→ Text section:
◇ ◇ ◇
Holyrood’s Social Security Committee is calling on the UK Government to continue the £20 increase to Universal Credit.

The increase to Universal Credit and tax credits was made at the beginning of the pandemic to help struggling families, but is due to end in April.

In a letter to Social Security Secretary Shirley-Anne Somerville, the committee says the UK Government must also review its current policy so that 16 and 17 year olds are eligible to claim, given the impact of the pandemic on young people.

The committee is also calling on the Scottish Government to look at bringing forward uprating of the Scottish Child Payment, which is currently scheduled for April 2022.

The letter states: “A key purpose of the social security budget is to contribute to the ‘Poverty’ National Outcome.

“Social security alone cannot address poverty, but it plays an important part.

“Most indicators underpinning this national outcome have shown a stable performance until now (relative poverty, wealth inequality, cost of living, unmanageable debt, satisfaction with housing) with the exception of the ‘persistent poverty’ indicator.
◇ ◇ ◇
Referring expression data:
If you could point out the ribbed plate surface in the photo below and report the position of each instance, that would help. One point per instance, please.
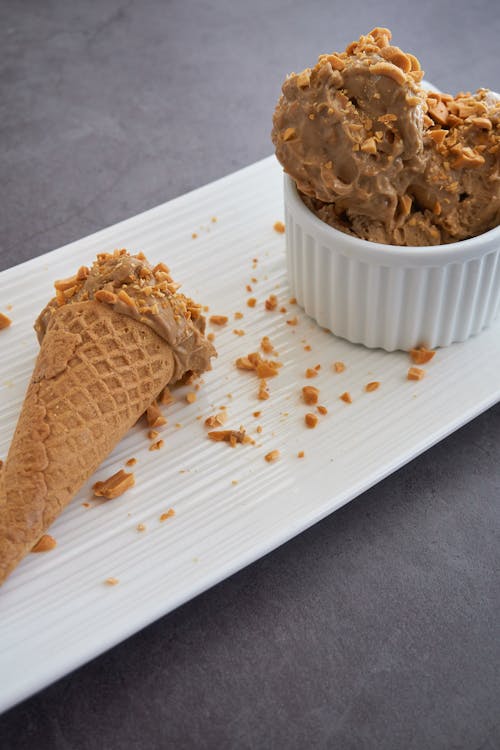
(56, 612)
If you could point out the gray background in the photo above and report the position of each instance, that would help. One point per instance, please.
(377, 628)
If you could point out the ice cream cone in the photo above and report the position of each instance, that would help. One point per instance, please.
(98, 370)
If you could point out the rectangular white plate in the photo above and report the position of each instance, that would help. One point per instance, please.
(230, 506)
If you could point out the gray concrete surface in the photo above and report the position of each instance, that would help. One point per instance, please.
(377, 628)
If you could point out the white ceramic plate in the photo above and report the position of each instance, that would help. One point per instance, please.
(231, 507)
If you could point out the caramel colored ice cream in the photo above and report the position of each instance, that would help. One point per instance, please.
(130, 286)
(377, 156)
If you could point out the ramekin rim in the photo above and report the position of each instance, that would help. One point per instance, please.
(451, 250)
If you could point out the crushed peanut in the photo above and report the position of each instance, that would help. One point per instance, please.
(272, 456)
(114, 486)
(228, 436)
(218, 320)
(310, 394)
(421, 355)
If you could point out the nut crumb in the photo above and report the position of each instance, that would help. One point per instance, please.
(45, 544)
(311, 420)
(310, 394)
(228, 436)
(218, 320)
(216, 420)
(415, 373)
(272, 456)
(421, 355)
(5, 321)
(114, 486)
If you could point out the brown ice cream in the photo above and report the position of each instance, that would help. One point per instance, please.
(130, 286)
(379, 157)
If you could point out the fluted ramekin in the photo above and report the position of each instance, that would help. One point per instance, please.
(385, 296)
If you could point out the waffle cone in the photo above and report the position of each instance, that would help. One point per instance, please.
(96, 373)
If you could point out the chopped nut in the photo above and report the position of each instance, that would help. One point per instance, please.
(228, 436)
(421, 355)
(263, 393)
(169, 513)
(311, 420)
(272, 456)
(104, 295)
(44, 544)
(216, 420)
(156, 446)
(122, 294)
(218, 320)
(310, 394)
(415, 373)
(5, 322)
(114, 486)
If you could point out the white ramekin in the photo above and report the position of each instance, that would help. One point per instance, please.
(388, 296)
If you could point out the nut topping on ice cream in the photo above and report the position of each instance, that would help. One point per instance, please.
(377, 156)
(129, 285)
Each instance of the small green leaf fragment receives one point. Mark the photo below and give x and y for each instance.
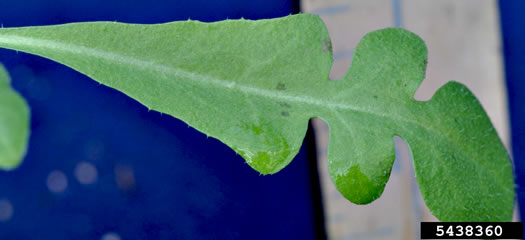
(14, 124)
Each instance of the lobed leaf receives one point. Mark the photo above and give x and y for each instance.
(255, 84)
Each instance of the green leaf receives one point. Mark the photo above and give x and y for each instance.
(255, 84)
(14, 124)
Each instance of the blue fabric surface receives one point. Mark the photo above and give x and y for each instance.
(156, 178)
(513, 30)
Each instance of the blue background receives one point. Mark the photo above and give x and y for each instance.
(177, 183)
(513, 30)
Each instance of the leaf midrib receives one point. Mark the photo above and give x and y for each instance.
(15, 40)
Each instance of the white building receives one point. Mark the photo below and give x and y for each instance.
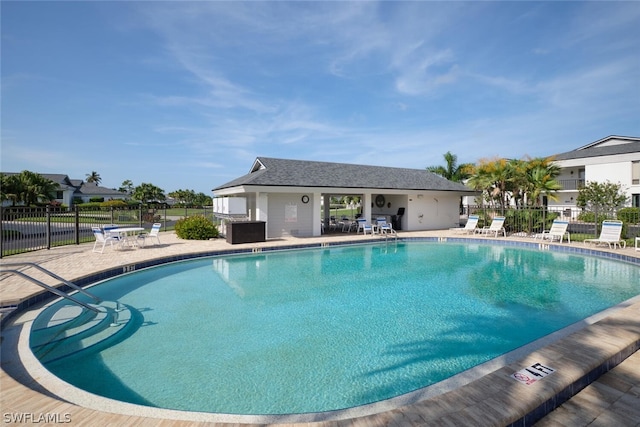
(293, 196)
(615, 159)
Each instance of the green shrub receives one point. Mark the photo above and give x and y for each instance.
(591, 217)
(629, 215)
(196, 228)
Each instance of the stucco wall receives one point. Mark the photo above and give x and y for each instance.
(289, 216)
(432, 212)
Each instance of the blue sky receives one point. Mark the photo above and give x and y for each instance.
(185, 95)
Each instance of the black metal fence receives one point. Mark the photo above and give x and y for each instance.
(29, 229)
(529, 221)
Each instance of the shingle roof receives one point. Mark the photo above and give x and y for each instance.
(301, 173)
(593, 150)
(89, 189)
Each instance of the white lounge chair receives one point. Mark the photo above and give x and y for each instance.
(610, 234)
(558, 231)
(497, 226)
(103, 239)
(364, 226)
(470, 227)
(384, 227)
(155, 230)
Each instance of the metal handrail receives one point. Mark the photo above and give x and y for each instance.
(50, 273)
(51, 289)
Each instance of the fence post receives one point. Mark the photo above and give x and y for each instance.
(1, 230)
(76, 212)
(48, 216)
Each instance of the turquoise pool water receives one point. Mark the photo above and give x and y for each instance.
(325, 329)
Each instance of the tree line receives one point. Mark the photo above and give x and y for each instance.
(30, 188)
(524, 182)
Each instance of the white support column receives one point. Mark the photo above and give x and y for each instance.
(317, 215)
(366, 206)
(262, 209)
(326, 211)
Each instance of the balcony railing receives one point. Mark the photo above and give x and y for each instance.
(572, 184)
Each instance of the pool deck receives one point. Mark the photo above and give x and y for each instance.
(592, 392)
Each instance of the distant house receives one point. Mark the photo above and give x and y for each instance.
(615, 159)
(293, 196)
(70, 189)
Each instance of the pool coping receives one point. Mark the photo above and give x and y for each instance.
(550, 393)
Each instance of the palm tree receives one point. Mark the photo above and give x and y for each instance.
(148, 193)
(126, 187)
(94, 177)
(541, 177)
(452, 171)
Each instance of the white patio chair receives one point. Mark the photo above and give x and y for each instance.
(557, 231)
(364, 226)
(384, 227)
(102, 239)
(497, 226)
(470, 227)
(610, 234)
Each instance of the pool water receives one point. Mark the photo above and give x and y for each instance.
(326, 329)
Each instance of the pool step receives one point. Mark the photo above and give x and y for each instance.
(69, 329)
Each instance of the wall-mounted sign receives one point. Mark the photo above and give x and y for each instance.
(291, 213)
(533, 373)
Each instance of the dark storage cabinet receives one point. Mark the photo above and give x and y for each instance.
(246, 232)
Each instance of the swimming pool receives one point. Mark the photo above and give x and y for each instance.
(249, 334)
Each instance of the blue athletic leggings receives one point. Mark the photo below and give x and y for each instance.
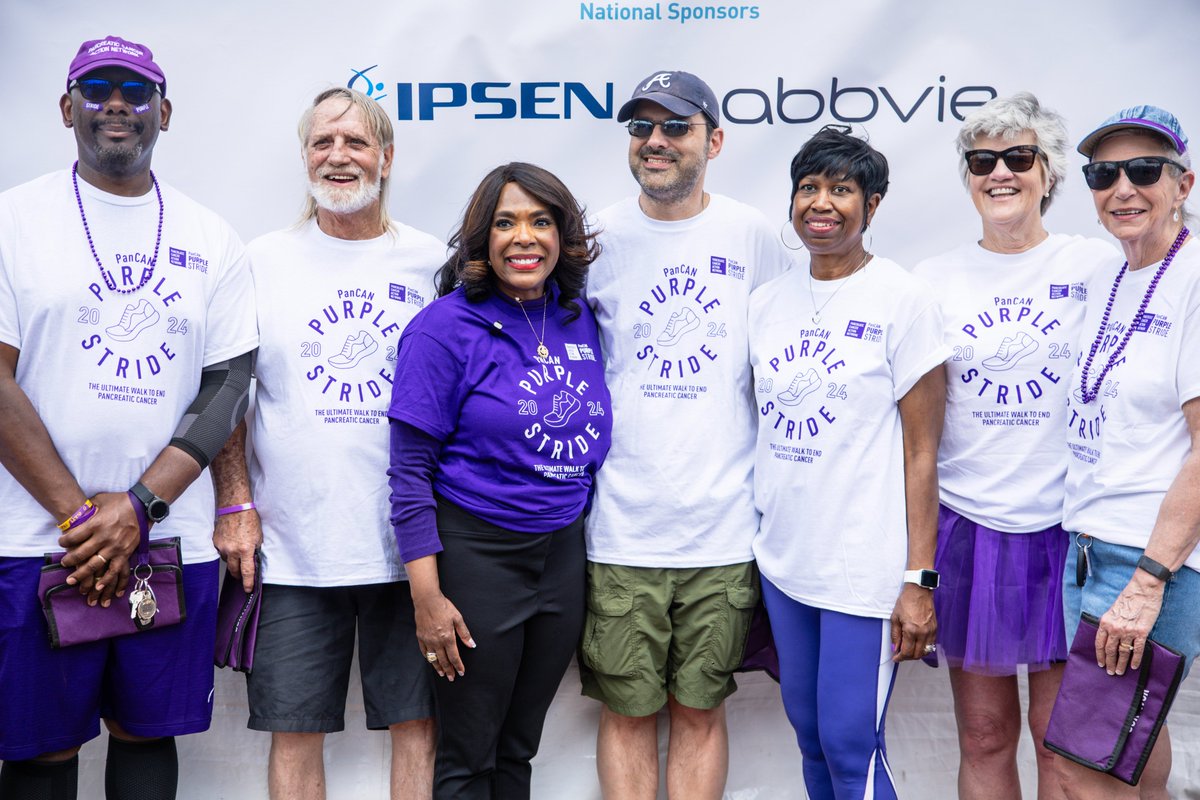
(837, 675)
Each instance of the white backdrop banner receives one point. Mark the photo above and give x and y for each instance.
(472, 84)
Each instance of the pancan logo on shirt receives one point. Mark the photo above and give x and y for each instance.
(579, 352)
(864, 331)
(189, 260)
(719, 265)
(405, 294)
(1073, 290)
(1156, 324)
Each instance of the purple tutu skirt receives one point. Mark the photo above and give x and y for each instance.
(1000, 600)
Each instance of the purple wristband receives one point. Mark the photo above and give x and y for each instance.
(143, 528)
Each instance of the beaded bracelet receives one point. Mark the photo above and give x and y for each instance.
(243, 506)
(82, 515)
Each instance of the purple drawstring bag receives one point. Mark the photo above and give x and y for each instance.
(71, 620)
(238, 620)
(1110, 722)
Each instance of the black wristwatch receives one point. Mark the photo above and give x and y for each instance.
(1159, 571)
(156, 507)
(923, 578)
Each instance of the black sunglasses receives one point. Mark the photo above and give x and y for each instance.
(1018, 160)
(1143, 170)
(671, 128)
(99, 90)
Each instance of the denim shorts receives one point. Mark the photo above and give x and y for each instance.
(1113, 565)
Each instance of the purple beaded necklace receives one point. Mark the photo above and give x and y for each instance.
(1090, 395)
(154, 259)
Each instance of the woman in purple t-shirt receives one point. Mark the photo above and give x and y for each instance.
(499, 420)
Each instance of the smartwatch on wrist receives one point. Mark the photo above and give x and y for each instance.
(156, 507)
(923, 578)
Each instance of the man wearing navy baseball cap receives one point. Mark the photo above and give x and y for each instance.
(126, 340)
(671, 577)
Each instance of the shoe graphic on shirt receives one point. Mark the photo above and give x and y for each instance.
(357, 348)
(137, 318)
(681, 323)
(565, 405)
(1011, 352)
(803, 384)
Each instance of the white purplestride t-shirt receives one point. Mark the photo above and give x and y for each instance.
(1012, 323)
(111, 374)
(829, 468)
(671, 302)
(330, 314)
(1128, 444)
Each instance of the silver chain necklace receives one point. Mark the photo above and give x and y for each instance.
(816, 312)
(543, 350)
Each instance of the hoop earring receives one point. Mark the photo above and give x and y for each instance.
(784, 239)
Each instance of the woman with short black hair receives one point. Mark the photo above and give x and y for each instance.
(499, 420)
(850, 390)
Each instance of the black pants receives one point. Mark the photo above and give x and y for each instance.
(522, 599)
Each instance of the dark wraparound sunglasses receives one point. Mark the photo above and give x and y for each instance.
(1018, 160)
(1143, 170)
(99, 90)
(671, 128)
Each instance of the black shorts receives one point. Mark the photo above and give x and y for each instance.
(304, 651)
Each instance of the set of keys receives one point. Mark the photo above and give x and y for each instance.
(143, 603)
(1083, 560)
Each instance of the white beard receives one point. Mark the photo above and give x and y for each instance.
(345, 200)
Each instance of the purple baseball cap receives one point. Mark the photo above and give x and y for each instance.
(679, 92)
(115, 52)
(1146, 118)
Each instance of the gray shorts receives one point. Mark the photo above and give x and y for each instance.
(304, 651)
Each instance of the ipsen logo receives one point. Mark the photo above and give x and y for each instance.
(564, 100)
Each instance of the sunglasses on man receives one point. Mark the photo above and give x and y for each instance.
(1018, 160)
(99, 90)
(671, 128)
(1143, 170)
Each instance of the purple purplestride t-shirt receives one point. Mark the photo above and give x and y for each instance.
(521, 437)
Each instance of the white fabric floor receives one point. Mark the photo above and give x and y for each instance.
(229, 762)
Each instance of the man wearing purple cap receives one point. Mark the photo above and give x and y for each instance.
(671, 577)
(126, 340)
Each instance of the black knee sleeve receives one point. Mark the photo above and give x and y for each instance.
(40, 780)
(142, 770)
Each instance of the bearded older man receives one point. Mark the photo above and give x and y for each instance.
(336, 292)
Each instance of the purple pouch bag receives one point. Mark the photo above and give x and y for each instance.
(71, 620)
(760, 651)
(1110, 722)
(238, 620)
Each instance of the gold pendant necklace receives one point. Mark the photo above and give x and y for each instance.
(543, 350)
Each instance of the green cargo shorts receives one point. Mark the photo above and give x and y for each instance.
(651, 631)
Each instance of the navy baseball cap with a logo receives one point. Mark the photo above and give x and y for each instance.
(679, 92)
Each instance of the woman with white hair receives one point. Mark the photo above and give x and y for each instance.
(1133, 476)
(1014, 301)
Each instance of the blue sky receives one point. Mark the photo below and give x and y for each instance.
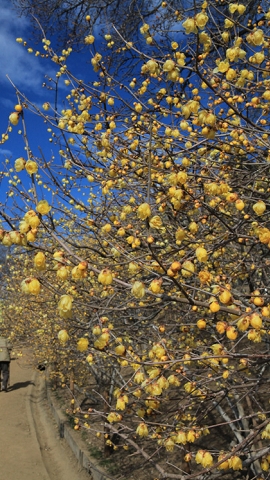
(27, 72)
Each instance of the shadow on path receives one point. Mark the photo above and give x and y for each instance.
(18, 385)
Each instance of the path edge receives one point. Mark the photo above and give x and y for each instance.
(85, 460)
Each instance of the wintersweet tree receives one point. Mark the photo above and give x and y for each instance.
(144, 239)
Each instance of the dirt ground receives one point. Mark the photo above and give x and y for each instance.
(30, 447)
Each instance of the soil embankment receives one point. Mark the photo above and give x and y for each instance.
(30, 445)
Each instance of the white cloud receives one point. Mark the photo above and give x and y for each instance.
(23, 68)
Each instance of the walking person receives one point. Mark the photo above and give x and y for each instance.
(5, 349)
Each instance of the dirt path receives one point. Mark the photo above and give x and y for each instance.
(30, 447)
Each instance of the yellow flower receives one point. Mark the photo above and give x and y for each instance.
(24, 226)
(144, 211)
(190, 25)
(223, 66)
(114, 417)
(19, 164)
(191, 436)
(241, 9)
(63, 336)
(168, 66)
(233, 7)
(43, 207)
(82, 344)
(204, 276)
(155, 222)
(65, 306)
(121, 403)
(89, 39)
(169, 444)
(188, 268)
(14, 118)
(138, 289)
(243, 324)
(31, 167)
(181, 437)
(255, 38)
(201, 19)
(201, 254)
(221, 327)
(155, 285)
(231, 332)
(142, 430)
(228, 23)
(105, 277)
(259, 207)
(256, 321)
(224, 465)
(231, 74)
(235, 463)
(40, 261)
(204, 458)
(139, 377)
(34, 286)
(62, 273)
(255, 336)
◇ ◇ ◇
→ Tasks to perform:
A: State whether each statement agrees with the Universal Credit article, answering yes or no and quoting the deciding words of the article: (i) the £20 increase is due to end in April; (ii) uprating of the Scottish Child Payment is currently scheduled for April 2021; (iii) the letter says social security alone can address poverty.
B: According to the Universal Credit article, to whom did the committee send its letter?
C: Copy the passage of the Universal Credit article starting with "Holyrood’s Social Security" and going on through "for April 2022.".
Use only the Universal Credit article for your answers.

→ Answers by item number:
A:
(i) Yes: "but is due to end in April"
(ii) No: "which is currently scheduled for April 2022"
(iii) No: "Social security alone cannot address poverty, but it plays an important part."

B: Social Security Secretary Shirley-Anne Somerville.

C:
Holyrood’s Social Security Committee is calling on the UK Government to continue the £20 increase to Universal Credit.

The increase to Universal Credit and tax credits was made at the beginning of the pandemic to help struggling families, but is due to end in April.

In a letter to Social Security Secretary Shirley-Anne Somerville, the committee says the UK Government must also review its current policy so that 16 and 17 year olds are eligible to claim, given the impact of the pandemic on young people.

The committee is also calling on the Scottish Government to look at bringing forward uprating of the Scottish Child Payment, which is currently scheduled for April 2022.